- _EXERCISE OBJECTIVE_
All of the entries should be returned without a single change.

----- THE DATA

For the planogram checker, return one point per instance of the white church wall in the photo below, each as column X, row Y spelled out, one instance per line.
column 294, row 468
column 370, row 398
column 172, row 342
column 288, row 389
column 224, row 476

----------

- _PROBLEM SOLUTION_
For the planogram checker, return one point per instance of the white church wall in the photo below, each as column X, row Y spelled out, one instance per line.
column 294, row 468
column 370, row 398
column 172, row 342
column 288, row 389
column 224, row 476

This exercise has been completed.